Start of Extracted records

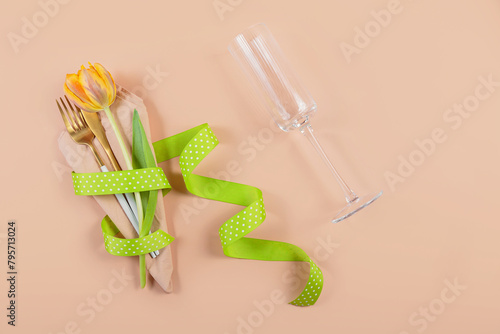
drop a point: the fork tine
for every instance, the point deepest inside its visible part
(77, 119)
(69, 117)
(80, 113)
(64, 117)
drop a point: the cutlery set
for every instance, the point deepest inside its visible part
(83, 127)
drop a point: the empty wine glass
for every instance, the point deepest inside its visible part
(283, 96)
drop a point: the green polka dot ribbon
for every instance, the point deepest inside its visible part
(126, 181)
(191, 147)
(132, 247)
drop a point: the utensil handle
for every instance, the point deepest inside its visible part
(133, 206)
(127, 210)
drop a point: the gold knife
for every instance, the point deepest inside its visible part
(95, 125)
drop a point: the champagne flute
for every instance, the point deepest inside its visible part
(288, 102)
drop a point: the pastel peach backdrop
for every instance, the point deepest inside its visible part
(408, 96)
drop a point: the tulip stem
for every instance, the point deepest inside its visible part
(128, 163)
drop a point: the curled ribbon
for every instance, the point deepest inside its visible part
(126, 181)
(192, 146)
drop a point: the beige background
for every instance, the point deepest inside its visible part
(388, 265)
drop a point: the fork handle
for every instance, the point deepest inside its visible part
(127, 210)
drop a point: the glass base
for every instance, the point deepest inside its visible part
(356, 205)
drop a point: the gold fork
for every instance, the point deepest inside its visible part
(80, 132)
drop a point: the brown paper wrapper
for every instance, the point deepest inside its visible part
(161, 267)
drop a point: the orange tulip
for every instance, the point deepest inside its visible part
(91, 89)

End of Extracted records

Task to complete →
The entries above hold a line with "drop a point: the gold knife" and a later line with "drop a point: the beige background". Write out exactly those lines and all lines between, nothing more.

Reply to the task →
drop a point: the gold knife
for every instance, the point deepest inside its visible part
(95, 125)
drop a point: the champagne flute
for every instance, the point deepest inside its visible part
(288, 102)
drop a point: the pastel peach backdrop
for every instance, the point deepest inside its visible part
(408, 96)
drop a point: the tulip stem
for every instance, the point deepest inside its visible part
(128, 163)
drop a point: the curled ribbon
for every instance, the point deepest inside its visible part
(126, 181)
(192, 146)
drop a point: the beige background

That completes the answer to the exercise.